[Text-to-region grounding data]
● ● ● ●
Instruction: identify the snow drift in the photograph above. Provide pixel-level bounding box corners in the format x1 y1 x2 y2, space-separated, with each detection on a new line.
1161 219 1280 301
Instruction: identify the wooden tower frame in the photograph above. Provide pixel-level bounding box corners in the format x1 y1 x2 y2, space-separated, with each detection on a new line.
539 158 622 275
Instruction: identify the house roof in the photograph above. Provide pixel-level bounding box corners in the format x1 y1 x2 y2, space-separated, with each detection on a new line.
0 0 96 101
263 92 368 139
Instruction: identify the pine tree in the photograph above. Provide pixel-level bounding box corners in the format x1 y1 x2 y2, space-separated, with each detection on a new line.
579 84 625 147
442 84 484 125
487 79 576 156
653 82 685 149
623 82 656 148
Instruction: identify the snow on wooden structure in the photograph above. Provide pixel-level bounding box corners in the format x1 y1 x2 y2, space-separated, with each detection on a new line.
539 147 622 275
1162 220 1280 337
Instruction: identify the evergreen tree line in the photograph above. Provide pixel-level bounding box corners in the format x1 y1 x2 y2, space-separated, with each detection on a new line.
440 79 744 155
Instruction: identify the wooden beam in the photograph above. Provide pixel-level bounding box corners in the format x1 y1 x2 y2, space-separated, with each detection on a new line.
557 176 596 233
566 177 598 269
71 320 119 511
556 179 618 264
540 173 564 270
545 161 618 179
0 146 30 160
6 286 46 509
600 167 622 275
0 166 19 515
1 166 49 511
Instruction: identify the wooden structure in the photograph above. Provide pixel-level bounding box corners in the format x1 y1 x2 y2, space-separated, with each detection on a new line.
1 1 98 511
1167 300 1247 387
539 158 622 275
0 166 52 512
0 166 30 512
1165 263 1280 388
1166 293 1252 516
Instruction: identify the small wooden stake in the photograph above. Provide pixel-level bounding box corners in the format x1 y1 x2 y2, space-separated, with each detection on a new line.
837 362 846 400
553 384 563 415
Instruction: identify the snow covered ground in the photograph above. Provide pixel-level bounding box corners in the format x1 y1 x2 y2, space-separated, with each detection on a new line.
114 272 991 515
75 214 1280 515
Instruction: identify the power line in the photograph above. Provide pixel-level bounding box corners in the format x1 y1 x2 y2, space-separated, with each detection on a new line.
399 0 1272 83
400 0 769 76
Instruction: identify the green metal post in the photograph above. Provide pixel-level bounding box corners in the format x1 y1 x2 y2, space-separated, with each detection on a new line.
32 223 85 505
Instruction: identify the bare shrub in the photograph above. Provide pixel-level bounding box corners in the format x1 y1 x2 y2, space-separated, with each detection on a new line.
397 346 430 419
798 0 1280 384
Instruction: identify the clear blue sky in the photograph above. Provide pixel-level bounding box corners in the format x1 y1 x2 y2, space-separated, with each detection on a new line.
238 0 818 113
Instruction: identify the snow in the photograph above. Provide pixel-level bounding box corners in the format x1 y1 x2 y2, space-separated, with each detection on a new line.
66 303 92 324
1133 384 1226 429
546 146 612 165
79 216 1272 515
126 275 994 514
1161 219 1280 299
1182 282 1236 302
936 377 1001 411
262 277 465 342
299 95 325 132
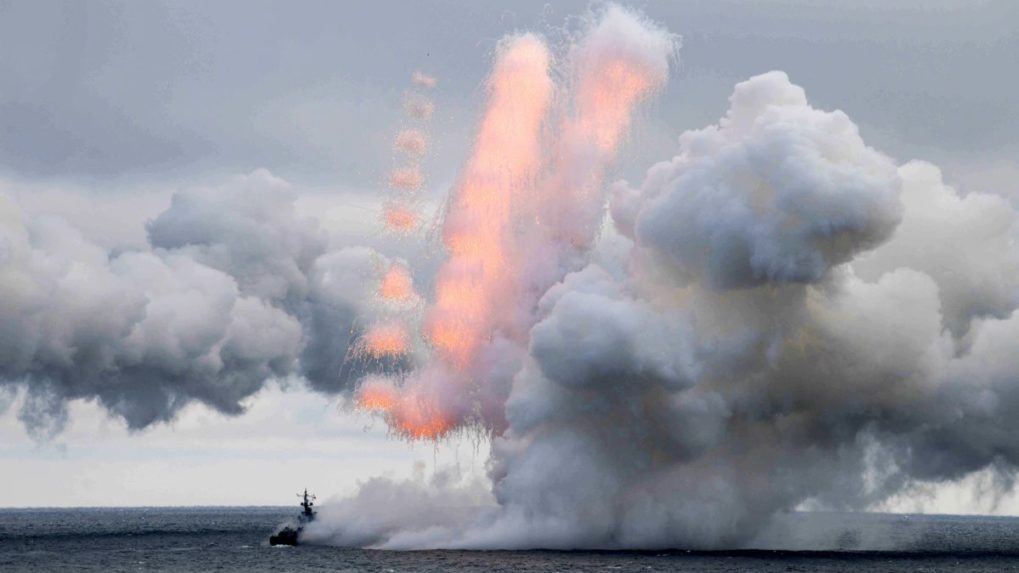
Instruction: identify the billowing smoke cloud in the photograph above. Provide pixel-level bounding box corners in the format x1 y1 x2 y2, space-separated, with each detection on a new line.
615 71 902 289
852 161 1019 342
0 169 389 438
306 5 1019 551
6 0 1019 552
352 5 675 441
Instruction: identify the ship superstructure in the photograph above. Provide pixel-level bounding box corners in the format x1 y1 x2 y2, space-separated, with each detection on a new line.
268 489 316 546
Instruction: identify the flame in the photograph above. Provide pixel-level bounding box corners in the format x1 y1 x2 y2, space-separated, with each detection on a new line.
383 203 419 232
356 380 398 412
389 166 423 191
404 94 435 120
357 16 670 442
359 322 409 358
355 378 455 440
540 49 668 250
392 392 456 439
394 129 428 156
378 263 414 302
426 34 553 369
412 70 438 89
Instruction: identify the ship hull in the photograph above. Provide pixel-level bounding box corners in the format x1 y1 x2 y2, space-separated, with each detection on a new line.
269 527 300 546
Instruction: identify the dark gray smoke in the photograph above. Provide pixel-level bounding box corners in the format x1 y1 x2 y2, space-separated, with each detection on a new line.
0 169 386 439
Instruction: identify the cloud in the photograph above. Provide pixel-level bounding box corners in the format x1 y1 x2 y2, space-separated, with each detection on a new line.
616 71 903 289
854 161 1019 341
312 62 1019 550
0 170 389 438
5 1 1019 552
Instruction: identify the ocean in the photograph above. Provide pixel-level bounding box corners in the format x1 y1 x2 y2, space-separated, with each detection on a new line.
3 507 1019 572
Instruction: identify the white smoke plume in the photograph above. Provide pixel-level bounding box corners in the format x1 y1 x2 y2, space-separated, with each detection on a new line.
306 6 1019 550
0 169 391 438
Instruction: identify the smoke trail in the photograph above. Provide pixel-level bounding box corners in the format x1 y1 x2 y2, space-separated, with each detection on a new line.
404 95 434 120
378 262 416 304
425 33 554 371
382 203 419 233
543 4 674 250
357 322 410 359
352 34 556 441
388 166 423 192
355 5 674 443
353 69 440 430
515 5 675 336
6 0 1019 552
394 129 428 156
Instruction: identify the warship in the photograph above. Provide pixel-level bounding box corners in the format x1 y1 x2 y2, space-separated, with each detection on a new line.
268 489 316 546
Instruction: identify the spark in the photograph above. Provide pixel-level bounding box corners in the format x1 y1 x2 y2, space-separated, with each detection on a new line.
378 263 415 302
359 322 409 359
389 166 423 191
404 95 435 120
383 203 419 233
394 129 428 156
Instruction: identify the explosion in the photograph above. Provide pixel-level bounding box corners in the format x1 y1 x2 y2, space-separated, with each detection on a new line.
305 4 1019 550
404 95 435 120
382 203 419 233
359 7 673 441
388 166 423 192
5 1 1019 554
378 262 415 303
357 322 409 359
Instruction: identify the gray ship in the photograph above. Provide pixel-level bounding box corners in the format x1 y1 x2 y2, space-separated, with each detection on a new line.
269 489 316 546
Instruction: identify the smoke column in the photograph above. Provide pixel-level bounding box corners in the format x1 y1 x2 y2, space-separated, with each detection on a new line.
542 5 673 250
351 34 556 440
382 203 419 233
426 34 553 370
353 7 675 442
360 70 437 363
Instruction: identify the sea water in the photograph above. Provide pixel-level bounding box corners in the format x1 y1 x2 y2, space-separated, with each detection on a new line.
3 507 1019 572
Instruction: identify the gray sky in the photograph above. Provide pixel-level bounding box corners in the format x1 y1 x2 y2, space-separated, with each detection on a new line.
2 0 1016 188
1 0 1017 508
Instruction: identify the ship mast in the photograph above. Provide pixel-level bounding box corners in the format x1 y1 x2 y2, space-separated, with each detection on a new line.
298 488 317 520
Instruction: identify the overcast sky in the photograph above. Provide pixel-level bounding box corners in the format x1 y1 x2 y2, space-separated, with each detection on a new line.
1 0 1017 508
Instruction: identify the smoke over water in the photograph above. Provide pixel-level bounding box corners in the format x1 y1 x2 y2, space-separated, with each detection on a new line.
3 2 1019 550
306 5 1019 549
0 169 396 438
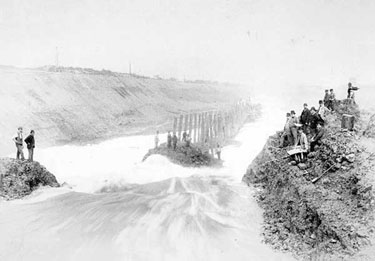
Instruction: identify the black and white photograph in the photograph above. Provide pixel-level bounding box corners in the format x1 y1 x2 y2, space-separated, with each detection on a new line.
0 0 375 260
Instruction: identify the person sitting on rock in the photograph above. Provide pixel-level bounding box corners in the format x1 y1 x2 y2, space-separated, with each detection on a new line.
167 131 172 148
172 132 178 151
294 127 308 162
310 122 325 152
● ● ● ●
Output nothing but the records, word for word, and none of their pictures.

◆ Your solution
Instruction: identify the snow drift in the photograph above. Provide pixel-level bounding box corners in the format x1 y1 x2 y2, space-separated, with each detection on a new line.
1161 219 1280 301
Instruction: identify the wooden tower frame in the photograph above. Provide pixel-level bounding box corners in the format x1 y1 x2 y2, space-separated, with each detection on a new line.
539 158 622 275
Instruction: identify the house roof in the photograph above. Provide pixel-level bounding box corners in the format x1 y1 x2 y2, space-separated, with each detection on a new line.
0 0 96 101
263 92 368 139
Instruction: identify the pine tree in the photograph above. Provide pixel-level bounding box corners in the format x1 y1 x2 y2, space-separated, with each detection on a new line.
579 84 625 147
442 84 484 125
487 79 576 156
653 82 685 149
623 82 656 148
Instruction: identify the snow on wooden structure in the photograph above. Provide pixel-level bounding box corners in the format x1 y1 x2 y2, space-separated, with each detection on a new line.
539 147 622 275
1162 220 1280 337
Instruction: identify the evergreen tree line in the photograph above. Provide pixel-level bounding box corners in the format x1 y1 x2 y2, space-separated, with each detection on a new line.
440 79 744 155
Instruction: identify the wooden beam in the photograph above. Provide pixel-level bounding box corners in the format x1 y1 x2 y2, space-separated, with each detection on a new line.
557 176 596 233
566 177 598 269
71 320 119 511
556 179 618 264
540 173 564 270
545 161 618 179
0 146 30 160
6 286 46 509
600 167 622 275
0 166 19 515
1 166 49 511
Instruction: identify the wooden structure in the photograph above. Provide pixel-level bounding box corners in the format x1 y1 x2 y2, space-separated, with each detection on a new line.
1 1 98 511
1167 300 1247 387
539 158 622 275
0 166 52 512
0 166 30 512
1165 263 1280 388
1166 293 1252 516
Instruction: identify the small wooden stake in the photograph above. Provide pixel-level bounding box corners in the format x1 y1 x2 y2, space-separated, with each detection on a new line.
837 362 846 400
553 384 563 415
Instruction: identify the snow covered ground in the photograph above. Provide pixel-level bounding box corners in the format x1 y1 x2 y2, space-separated, with each detection on a new line.
114 272 991 515
75 214 1280 515
Instruction: identify the power line in the photograph above. Provide pixel-level bounding box corners in the format x1 y1 x2 y2, space-separated, with each detection on a new line.
399 0 1272 83
400 0 769 76
Instruction: identify the green metal post in the photograph above. Provide pixel-level bounding box corners in the format x1 y1 x2 y2, space-separated, with each detection on a new line.
32 223 85 505
Instruction: identify the bare shrub in the photograph above. Provide pixel-level bounding box corners in the format x1 y1 x2 y2, space-separated, with each detection on a new line.
397 346 430 419
798 0 1280 384
Instruction: identify the clear blue sky in the photograph above. Provide pixel-level bounding box corners in the format x1 y1 x2 y2, space-separated, with each detection on a new line.
238 0 818 113
Instruction: identify the snow in the photograph above. Provide pixel-level bounding box corners in the format x1 y1 x2 y2, space-separated, with each detection on a new line.
66 303 92 324
1133 384 1226 429
546 146 612 165
79 216 1272 515
126 275 994 514
1161 219 1280 299
1182 282 1236 302
936 377 1001 411
262 277 465 342
299 95 325 132
Instruction: identify the billowing smoke cloud in the photograph above. Provide pixel-level bounding box corners in the format x1 y1 x2 y2, space-separated, with each detection on a new line.
615 71 902 289
852 161 1019 342
0 169 389 438
306 5 1019 551
6 0 1019 552
352 5 675 441
Instruction: identify the ship superstructure in the photograph above. Provide pixel-level bounding box corners in the format x1 y1 x2 y2, space-separated, with each detection on a new line.
268 489 316 546
Instruction: identify the flame in the photograph above. Provide pixel-level bounding box corners in the format x1 y1 x2 y2, space-separated, with each detection on a new line.
383 203 419 232
356 380 398 412
389 166 423 191
404 94 435 120
357 16 670 442
359 322 409 358
355 378 455 440
540 49 668 250
392 392 456 439
394 129 428 156
378 263 414 302
426 34 553 369
412 70 438 89
Instruction: identify the ship hull in the photograph above. Provide pixel-level bounding box corners in the format x1 y1 x2 y2, space-separated, with each detection on a new line.
269 527 300 546
Instruction: identify the dark gray smoke in the photograph above. Provide pixel-level bounding box corners in the format x1 y1 x2 y2, space-separated, with each detection on a new line.
0 169 386 439
Instruction: identify the cloud in the photograph above. Provide pixel-level bounding box corners in the format x1 y1 x2 y2, space-separated, with each detection on a new line.
616 71 903 289
854 161 1019 341
312 62 1019 550
0 170 389 438
5 1 1019 552
Instruction: identify the ocean in the photograph above. Provide pixel-level bounding box corners in the format x1 y1 x2 y2, space-separated, with each detection on a new line.
3 507 1019 572
Instruction: identify the white smoke plume in the photograph above. Provide pixel-level bounding box corners in the format x1 y1 x2 y2, space-separated, with each detection on a new line.
306 6 1019 550
0 169 391 438
Instruction: identify the smoke trail in the photograph above. Provide pixel-level bounding box corners in the format x1 y1 x2 y2, space-separated, with each detection on a new line.
404 95 434 120
378 262 416 304
425 33 554 371
382 203 419 233
543 4 674 250
357 322 410 359
352 34 556 441
388 166 423 192
355 5 674 443
353 69 440 430
515 5 675 336
6 0 1019 552
394 129 428 156
Instruction: identify the warship in the photograph above. Provide pixel-level bounding box corners in the format x1 y1 x2 y2, space-separated, with each detection on a new line.
268 489 316 546
Instruction: identify the spark in the photograph above. Provide pixel-level bounding box corners in the format x1 y1 x2 y2, space-separated, with each detection on a new line.
378 263 415 302
359 322 409 359
389 166 423 191
404 95 435 120
383 203 419 233
394 129 428 156
Instruction: identify the explosion in the photograph above. Provide pixel-level bounding box corners in the format x1 y1 x2 y2, space-separated, with each detection on a new line.
305 4 1019 550
404 95 435 120
382 203 419 233
359 7 673 441
388 166 423 192
5 1 1019 554
378 262 415 303
357 322 409 359
Instruction: identify the gray ship in the photograph above. Provide pixel-level bounding box corners in the format x1 y1 x2 y2, space-separated, with each detection on a new line.
269 489 316 546
Instruction: identify the smoke column in the photograph above. Provide pixel-level bounding box corners in the format x1 y1 x2 y2, space-separated, with each detection on a new line.
542 5 673 250
351 34 556 440
382 203 419 233
426 34 553 370
353 7 675 442
360 70 437 363
Instruction: identify the sea water in the photograph above. Provide pixel-level bounding box corners in the format x1 y1 x2 y2, space-separated, with each detection on a new line.
3 507 1019 572
Instruction: identify the gray sky in the photograph above. Provide pixel-level bounding box corners in the format x1 y1 x2 y2, space-separated, with each detection on a new line.
2 0 1016 188
1 0 1017 508
Instruction: identify the ship mast in the photograph above. Provide pixel-level bounding box corners in the format x1 y1 x2 y2, space-separated, with each detection on a new line.
298 488 317 520
Instruction: identify the overcast sky in the photograph above. Provide pixel-level bounding box corners in the format x1 y1 x2 y2, space-separated, with each detection on a new line.
1 0 1017 508
Instruction: identify the smoke over water in the photograph above. Provide pixel-level bounding box corners in the format x1 y1 x2 y2, space-separated, with each detection on a new line.
3 2 1019 550
306 5 1019 549
0 169 396 438
Instruction: identify the black and white photograph in the photograph above. Provide pixel-level bounding box corners in the format x1 y1 x2 y2, space-separated, with each detection on a new line.
0 0 375 260
Instruction: identify the person sitting on rock in the photograph above. Provide pixel-level bounding box corners in the format x1 y1 x2 y2, space-separated, with each detection on a new line.
167 131 172 148
172 132 178 151
294 127 308 162
310 122 325 152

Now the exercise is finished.